> _PROBLEM STATEMENT_:
Gather every line in the items below that contains the string "wall" and copy each one out. Case counts.

** start of RECORDS **

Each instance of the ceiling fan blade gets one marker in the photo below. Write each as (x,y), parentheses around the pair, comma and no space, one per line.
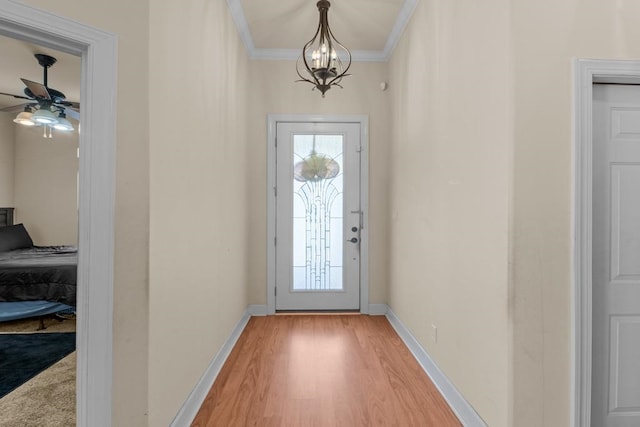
(72,113)
(15,108)
(15,96)
(39,90)
(74,105)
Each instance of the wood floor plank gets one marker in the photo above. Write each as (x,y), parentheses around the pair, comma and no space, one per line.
(322,371)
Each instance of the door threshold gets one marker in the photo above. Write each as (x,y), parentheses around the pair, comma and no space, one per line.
(317,312)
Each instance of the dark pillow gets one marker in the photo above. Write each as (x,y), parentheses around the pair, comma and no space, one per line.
(14,237)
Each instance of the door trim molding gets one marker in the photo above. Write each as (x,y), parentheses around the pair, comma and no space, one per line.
(272,121)
(585,72)
(98,50)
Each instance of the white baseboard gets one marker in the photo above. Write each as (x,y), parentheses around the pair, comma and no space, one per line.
(463,410)
(378,309)
(191,406)
(257,310)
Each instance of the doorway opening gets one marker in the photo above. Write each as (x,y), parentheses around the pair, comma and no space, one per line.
(96,193)
(586,74)
(317,213)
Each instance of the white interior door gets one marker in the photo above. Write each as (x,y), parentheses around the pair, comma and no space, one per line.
(318,216)
(616,256)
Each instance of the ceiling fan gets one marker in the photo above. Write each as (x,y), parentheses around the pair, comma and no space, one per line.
(45,106)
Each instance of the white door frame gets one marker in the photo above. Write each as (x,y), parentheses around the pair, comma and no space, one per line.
(585,72)
(272,120)
(96,193)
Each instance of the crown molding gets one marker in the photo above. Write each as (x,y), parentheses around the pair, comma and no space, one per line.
(237,13)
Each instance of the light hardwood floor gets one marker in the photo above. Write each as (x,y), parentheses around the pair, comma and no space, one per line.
(322,370)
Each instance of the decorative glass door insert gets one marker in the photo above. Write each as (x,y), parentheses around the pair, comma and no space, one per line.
(317,212)
(318,216)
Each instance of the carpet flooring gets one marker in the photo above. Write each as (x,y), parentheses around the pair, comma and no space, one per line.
(23,356)
(48,399)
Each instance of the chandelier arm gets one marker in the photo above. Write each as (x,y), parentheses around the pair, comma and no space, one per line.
(323,55)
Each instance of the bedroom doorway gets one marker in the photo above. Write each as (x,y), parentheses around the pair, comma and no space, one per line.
(96,193)
(605,324)
(616,251)
(320,232)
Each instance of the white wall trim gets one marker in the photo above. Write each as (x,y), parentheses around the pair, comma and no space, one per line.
(272,121)
(257,309)
(98,50)
(404,15)
(463,410)
(585,72)
(191,406)
(378,309)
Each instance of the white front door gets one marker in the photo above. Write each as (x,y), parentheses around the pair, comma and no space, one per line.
(318,216)
(616,256)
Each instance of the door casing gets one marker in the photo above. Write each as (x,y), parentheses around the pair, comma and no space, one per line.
(98,50)
(272,121)
(585,73)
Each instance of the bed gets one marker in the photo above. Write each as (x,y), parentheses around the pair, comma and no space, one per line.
(34,280)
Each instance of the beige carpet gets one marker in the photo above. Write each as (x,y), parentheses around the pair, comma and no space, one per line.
(49,399)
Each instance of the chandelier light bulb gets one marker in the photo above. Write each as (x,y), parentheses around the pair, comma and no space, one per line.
(321,62)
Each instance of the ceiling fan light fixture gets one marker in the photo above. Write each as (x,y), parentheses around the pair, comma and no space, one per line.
(63,124)
(321,62)
(25,118)
(44,116)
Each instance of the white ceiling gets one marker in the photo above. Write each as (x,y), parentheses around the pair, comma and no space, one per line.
(269,30)
(278,29)
(18,61)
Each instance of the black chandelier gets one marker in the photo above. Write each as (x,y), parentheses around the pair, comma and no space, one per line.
(322,56)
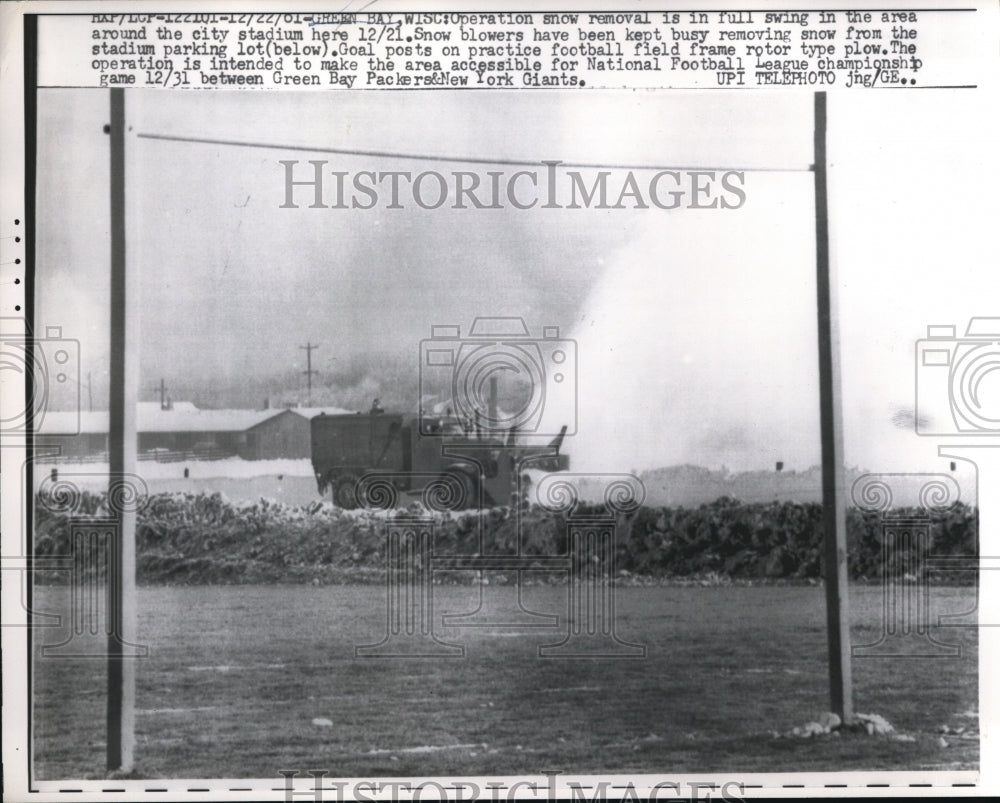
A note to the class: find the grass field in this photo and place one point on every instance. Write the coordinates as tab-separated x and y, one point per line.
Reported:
237	674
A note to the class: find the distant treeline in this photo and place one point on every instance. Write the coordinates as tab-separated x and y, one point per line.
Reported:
201	539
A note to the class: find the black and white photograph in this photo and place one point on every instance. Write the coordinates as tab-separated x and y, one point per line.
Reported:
449	403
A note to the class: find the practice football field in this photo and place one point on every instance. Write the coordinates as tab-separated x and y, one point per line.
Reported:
244	681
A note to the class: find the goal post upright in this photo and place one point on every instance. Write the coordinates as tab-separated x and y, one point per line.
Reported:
832	440
122	448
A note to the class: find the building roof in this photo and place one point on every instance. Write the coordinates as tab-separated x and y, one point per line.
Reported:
150	417
312	412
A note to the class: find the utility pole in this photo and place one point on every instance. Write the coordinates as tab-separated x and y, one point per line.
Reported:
308	347
162	388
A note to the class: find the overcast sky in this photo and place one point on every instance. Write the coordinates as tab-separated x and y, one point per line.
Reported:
695	328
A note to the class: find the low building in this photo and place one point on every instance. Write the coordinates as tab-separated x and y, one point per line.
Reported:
182	431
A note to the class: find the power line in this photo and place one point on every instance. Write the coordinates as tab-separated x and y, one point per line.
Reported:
424	157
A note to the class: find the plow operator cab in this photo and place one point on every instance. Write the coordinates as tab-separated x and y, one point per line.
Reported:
479	468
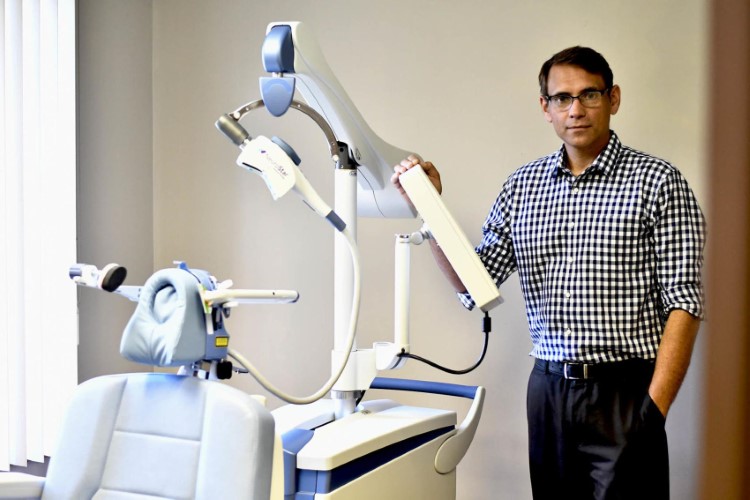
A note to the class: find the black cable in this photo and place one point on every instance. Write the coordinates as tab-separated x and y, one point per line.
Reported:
486	328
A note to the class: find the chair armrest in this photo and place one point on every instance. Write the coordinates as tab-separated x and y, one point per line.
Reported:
20	486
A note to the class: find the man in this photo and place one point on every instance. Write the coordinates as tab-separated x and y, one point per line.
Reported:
608	243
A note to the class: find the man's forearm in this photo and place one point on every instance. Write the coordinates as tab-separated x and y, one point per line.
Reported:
673	359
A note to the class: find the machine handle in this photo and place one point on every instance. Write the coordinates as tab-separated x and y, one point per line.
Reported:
453	449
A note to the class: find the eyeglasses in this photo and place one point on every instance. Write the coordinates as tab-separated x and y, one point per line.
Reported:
588	98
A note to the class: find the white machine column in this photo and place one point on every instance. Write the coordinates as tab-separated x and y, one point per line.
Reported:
345	392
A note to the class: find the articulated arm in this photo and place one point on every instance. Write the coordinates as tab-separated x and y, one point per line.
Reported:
291	48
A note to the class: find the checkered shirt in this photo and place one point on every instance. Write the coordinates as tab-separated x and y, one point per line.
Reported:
603	257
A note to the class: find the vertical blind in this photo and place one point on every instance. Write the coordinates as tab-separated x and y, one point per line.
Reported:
38	316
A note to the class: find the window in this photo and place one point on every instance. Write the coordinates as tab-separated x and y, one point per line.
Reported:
38	312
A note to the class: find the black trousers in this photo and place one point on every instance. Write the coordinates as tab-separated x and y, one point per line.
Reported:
596	438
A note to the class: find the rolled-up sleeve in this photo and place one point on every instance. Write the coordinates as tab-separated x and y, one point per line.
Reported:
496	248
679	240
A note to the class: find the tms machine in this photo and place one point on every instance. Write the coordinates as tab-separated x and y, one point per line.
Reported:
331	444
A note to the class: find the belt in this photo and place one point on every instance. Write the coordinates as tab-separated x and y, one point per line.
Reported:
586	371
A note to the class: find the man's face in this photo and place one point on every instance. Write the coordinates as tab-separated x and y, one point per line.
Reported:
584	130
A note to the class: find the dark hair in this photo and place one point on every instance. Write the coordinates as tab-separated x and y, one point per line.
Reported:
583	57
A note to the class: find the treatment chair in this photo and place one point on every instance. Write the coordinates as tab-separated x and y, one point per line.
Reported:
149	436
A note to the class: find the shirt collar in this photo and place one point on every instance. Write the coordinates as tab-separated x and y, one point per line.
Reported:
605	162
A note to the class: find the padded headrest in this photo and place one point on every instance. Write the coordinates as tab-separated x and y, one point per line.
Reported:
168	327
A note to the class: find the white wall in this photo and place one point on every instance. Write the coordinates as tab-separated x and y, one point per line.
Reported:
453	81
115	216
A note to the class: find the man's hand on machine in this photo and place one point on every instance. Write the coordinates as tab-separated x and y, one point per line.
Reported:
410	162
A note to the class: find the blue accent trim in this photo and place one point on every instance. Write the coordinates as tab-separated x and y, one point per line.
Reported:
399	384
328	481
293	441
278	50
291	153
277	93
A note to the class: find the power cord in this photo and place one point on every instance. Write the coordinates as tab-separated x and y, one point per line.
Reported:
486	329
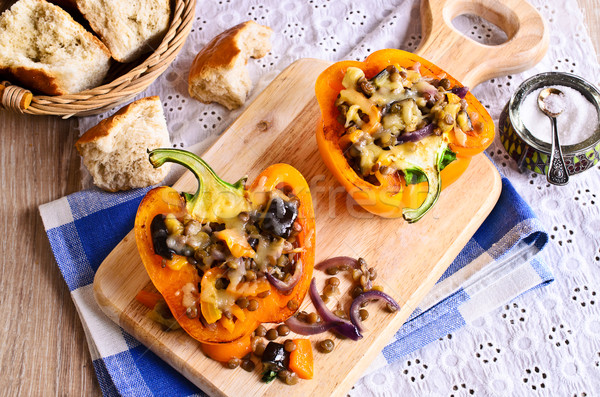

** end of RECORDS **

> _ANSWER BELOW_:
Each instance of the white wall trim gets one marker in the photo above. Write each as (x,y), parentheses around the pair, comma and no space, one per line.
A note to the class: find the white wall in this photo and place one point on every instance. Write the coordinates as tab-separated x and y, one point per line.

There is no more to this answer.